Task brief = Please retype each of the entries below line for line, without changing a single character.

Material to process =
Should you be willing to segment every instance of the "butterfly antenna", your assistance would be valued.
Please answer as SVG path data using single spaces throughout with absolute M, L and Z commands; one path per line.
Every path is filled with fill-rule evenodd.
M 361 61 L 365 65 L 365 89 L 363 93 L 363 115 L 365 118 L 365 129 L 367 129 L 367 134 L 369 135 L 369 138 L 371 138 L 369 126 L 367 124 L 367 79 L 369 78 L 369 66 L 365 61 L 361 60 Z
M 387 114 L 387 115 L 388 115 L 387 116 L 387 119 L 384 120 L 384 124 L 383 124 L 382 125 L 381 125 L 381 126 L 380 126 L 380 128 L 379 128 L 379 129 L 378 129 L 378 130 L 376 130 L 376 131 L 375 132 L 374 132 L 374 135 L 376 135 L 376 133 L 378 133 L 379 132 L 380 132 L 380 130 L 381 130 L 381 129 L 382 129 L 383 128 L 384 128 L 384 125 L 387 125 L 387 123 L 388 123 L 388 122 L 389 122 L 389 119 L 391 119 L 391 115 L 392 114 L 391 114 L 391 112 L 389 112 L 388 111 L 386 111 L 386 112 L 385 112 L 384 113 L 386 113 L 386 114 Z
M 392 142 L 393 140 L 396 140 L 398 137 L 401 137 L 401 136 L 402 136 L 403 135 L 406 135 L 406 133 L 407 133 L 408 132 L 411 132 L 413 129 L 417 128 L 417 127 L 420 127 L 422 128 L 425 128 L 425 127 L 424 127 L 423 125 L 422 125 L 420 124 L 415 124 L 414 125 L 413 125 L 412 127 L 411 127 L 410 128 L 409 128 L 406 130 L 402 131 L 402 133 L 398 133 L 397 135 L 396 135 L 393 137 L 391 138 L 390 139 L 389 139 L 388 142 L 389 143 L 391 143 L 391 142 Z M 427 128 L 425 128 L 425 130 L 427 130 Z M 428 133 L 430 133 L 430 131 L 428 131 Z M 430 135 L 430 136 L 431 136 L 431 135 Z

Exercise answer =
Should you be willing to segment every instance of the "butterfly antenna", your assistance would be valued.
Please answer as SVG path data using single spaces throughout with absolute M, L and Z commands; one path per line.
Every path is filled with fill-rule evenodd.
M 361 61 L 365 65 L 365 89 L 363 93 L 363 115 L 365 118 L 365 129 L 367 129 L 367 134 L 369 135 L 369 138 L 371 138 L 369 126 L 367 124 L 367 79 L 369 78 L 369 66 L 365 61 L 361 60 Z
M 387 114 L 387 115 L 388 115 L 387 116 L 387 119 L 384 120 L 384 124 L 383 124 L 382 125 L 381 125 L 381 126 L 380 126 L 380 128 L 379 128 L 379 129 L 378 129 L 378 130 L 376 130 L 376 131 L 375 132 L 374 132 L 374 135 L 376 135 L 376 133 L 378 133 L 379 132 L 380 132 L 380 130 L 381 130 L 381 129 L 382 129 L 383 128 L 384 128 L 384 125 L 387 125 L 387 123 L 388 123 L 388 122 L 389 122 L 389 119 L 391 119 L 391 115 L 392 114 L 391 114 L 391 112 L 389 112 L 388 111 L 386 111 L 386 112 L 385 112 L 384 113 L 386 113 L 386 114 Z
M 392 142 L 393 140 L 396 140 L 398 137 L 401 137 L 401 136 L 402 136 L 403 135 L 406 135 L 406 133 L 407 133 L 408 132 L 411 132 L 413 129 L 417 128 L 417 127 L 420 127 L 422 128 L 425 128 L 425 127 L 424 127 L 423 125 L 422 125 L 420 124 L 415 124 L 414 125 L 413 125 L 412 127 L 411 127 L 410 128 L 409 128 L 406 130 L 402 131 L 402 133 L 398 133 L 397 135 L 396 135 L 393 137 L 391 138 L 390 139 L 389 139 L 388 142 L 389 143 L 391 143 L 391 142 Z M 427 128 L 425 128 L 425 130 L 427 130 Z M 428 133 L 430 133 L 430 131 L 428 131 Z M 430 135 L 430 136 L 431 136 L 431 135 Z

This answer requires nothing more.